**DIRECTIVE:**
Count the lines in the rows below that contain the word "water". Give only the number.

**EXERCISE MATERIALS:**
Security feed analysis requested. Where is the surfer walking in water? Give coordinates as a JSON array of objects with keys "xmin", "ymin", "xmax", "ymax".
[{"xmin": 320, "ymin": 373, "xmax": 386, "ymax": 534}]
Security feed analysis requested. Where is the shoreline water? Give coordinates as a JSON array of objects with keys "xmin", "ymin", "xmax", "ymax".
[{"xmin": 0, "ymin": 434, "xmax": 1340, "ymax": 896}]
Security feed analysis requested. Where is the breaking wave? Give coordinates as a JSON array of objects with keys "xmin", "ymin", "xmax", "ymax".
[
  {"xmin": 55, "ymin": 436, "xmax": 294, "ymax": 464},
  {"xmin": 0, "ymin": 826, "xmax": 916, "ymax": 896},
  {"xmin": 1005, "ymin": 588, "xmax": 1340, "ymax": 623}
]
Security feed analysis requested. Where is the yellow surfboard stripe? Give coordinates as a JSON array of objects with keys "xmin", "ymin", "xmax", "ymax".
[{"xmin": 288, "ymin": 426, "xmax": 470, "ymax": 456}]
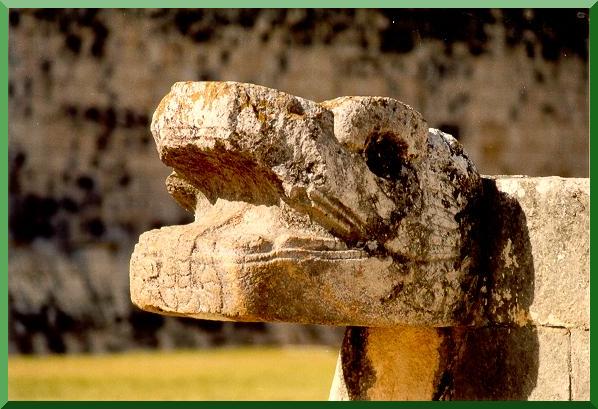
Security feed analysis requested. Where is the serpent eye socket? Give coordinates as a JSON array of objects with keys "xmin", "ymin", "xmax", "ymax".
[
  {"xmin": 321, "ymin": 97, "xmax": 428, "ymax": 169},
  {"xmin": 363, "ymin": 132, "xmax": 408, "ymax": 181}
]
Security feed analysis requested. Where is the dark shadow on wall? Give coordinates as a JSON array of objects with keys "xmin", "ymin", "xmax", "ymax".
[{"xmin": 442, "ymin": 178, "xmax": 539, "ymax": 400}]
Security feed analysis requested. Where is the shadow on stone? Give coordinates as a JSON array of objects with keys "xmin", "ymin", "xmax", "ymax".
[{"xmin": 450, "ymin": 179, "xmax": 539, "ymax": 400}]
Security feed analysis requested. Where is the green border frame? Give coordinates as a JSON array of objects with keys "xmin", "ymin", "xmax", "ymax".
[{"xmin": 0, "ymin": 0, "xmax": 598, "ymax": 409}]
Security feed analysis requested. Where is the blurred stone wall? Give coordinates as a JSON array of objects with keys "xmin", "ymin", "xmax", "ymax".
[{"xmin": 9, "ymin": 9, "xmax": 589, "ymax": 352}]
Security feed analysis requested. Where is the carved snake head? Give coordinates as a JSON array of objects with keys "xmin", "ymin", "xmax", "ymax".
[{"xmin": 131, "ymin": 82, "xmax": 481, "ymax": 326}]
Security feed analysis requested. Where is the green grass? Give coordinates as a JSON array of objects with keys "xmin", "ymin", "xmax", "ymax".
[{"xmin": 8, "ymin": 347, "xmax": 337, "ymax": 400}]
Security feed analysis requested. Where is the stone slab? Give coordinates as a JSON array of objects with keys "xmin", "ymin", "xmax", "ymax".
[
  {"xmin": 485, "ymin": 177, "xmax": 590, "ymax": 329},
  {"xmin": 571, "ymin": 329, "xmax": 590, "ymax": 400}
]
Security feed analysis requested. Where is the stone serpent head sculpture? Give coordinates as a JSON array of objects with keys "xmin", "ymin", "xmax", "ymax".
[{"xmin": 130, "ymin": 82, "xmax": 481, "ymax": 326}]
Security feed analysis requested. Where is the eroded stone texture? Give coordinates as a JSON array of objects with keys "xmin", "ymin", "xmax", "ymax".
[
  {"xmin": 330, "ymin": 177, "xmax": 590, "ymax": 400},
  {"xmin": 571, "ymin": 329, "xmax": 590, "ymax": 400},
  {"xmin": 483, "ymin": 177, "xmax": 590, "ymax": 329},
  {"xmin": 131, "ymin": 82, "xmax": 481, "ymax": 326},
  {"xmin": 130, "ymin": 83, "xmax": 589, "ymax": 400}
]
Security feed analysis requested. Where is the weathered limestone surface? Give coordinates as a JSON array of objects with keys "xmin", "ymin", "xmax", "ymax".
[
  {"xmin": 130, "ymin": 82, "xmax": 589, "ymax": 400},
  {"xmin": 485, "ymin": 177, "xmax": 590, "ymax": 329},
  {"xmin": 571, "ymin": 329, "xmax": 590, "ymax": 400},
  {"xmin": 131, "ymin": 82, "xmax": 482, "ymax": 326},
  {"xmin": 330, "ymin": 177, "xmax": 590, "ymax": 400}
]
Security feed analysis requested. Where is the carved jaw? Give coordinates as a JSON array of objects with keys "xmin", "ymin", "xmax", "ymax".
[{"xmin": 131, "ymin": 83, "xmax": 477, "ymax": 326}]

==

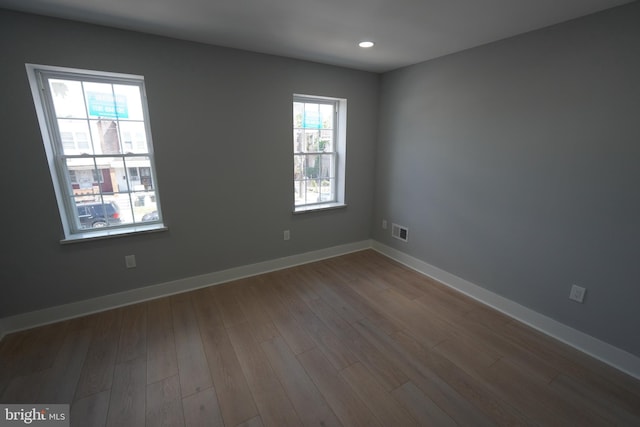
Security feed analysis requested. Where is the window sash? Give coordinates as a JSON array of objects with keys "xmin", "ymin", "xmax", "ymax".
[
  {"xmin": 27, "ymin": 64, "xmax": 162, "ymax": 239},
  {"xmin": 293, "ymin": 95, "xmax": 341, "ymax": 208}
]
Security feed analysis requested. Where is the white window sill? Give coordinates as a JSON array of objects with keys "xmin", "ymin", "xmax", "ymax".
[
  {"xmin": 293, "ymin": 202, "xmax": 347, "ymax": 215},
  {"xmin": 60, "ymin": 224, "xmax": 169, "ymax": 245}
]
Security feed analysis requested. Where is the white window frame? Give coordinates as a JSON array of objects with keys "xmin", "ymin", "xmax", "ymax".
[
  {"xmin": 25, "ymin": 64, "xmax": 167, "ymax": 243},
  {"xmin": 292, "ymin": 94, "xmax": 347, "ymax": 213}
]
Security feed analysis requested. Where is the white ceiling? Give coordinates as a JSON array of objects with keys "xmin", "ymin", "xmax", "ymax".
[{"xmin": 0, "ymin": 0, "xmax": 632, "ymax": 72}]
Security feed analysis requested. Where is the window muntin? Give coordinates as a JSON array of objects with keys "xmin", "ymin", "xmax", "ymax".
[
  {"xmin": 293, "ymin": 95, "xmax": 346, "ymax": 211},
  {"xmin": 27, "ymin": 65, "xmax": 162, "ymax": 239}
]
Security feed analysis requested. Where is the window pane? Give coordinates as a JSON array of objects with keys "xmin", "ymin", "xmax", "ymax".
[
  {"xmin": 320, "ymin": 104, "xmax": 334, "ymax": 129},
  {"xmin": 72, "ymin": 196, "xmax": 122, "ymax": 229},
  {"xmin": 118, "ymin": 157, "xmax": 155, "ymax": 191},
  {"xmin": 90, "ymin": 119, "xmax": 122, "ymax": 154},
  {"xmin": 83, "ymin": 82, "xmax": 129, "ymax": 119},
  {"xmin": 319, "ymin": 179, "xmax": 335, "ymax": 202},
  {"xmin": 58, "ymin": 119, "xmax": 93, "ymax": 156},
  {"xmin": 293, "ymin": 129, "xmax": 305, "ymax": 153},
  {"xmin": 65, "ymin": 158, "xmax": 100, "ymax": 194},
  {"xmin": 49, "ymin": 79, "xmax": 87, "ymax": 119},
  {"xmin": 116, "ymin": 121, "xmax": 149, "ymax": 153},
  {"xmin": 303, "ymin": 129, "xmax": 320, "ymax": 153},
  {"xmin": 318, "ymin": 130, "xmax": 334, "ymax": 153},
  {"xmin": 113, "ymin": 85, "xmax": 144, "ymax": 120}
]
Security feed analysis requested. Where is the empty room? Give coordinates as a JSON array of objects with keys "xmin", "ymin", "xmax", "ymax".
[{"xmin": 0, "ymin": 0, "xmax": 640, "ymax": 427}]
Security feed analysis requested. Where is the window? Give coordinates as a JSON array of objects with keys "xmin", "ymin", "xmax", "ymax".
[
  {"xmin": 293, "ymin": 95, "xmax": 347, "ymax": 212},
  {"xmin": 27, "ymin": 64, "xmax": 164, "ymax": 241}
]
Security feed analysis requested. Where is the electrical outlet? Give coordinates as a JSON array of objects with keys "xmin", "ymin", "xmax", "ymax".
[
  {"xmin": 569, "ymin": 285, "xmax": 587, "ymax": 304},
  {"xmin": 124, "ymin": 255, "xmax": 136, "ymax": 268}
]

...

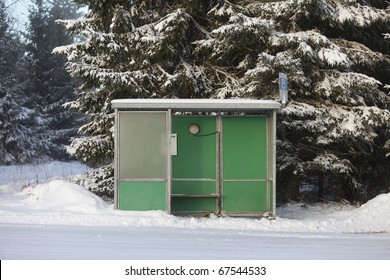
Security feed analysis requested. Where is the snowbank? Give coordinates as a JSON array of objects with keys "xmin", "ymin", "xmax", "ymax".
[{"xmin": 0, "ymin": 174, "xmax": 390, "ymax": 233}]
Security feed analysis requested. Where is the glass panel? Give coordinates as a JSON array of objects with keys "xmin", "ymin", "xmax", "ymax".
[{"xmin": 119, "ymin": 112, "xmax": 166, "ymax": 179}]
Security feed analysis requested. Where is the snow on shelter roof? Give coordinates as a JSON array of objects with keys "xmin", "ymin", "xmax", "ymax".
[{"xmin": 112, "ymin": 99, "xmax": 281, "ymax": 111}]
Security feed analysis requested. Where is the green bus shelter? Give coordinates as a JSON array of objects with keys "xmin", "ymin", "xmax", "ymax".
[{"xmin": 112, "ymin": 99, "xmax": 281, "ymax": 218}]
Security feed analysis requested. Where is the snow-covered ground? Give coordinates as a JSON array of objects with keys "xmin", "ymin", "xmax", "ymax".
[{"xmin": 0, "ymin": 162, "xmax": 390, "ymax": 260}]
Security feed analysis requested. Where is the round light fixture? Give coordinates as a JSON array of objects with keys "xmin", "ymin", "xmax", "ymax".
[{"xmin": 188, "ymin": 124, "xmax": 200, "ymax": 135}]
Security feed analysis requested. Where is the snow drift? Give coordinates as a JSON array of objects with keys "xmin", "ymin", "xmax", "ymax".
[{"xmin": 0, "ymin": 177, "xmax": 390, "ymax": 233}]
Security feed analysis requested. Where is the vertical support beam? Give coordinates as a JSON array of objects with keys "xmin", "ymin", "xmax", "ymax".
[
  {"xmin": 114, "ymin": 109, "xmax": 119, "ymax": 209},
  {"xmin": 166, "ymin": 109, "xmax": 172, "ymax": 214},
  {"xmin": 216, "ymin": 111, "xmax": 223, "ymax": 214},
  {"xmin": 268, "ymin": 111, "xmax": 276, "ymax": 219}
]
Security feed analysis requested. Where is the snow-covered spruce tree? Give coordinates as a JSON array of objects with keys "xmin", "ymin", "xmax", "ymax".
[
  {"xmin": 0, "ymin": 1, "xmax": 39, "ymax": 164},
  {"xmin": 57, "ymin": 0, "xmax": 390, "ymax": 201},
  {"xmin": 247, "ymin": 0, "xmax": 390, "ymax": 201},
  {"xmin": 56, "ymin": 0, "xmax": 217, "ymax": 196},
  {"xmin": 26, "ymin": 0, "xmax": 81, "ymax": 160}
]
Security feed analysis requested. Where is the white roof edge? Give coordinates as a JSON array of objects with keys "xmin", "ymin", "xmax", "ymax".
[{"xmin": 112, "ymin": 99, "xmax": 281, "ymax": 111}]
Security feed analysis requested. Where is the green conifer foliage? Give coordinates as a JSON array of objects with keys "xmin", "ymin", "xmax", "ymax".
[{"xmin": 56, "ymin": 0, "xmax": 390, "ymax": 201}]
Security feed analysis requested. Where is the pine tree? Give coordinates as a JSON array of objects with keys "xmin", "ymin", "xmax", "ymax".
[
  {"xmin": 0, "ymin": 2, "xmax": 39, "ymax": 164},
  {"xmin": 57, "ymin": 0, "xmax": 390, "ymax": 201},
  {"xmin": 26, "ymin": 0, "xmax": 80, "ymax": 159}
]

**TASK OUTPUT:**
2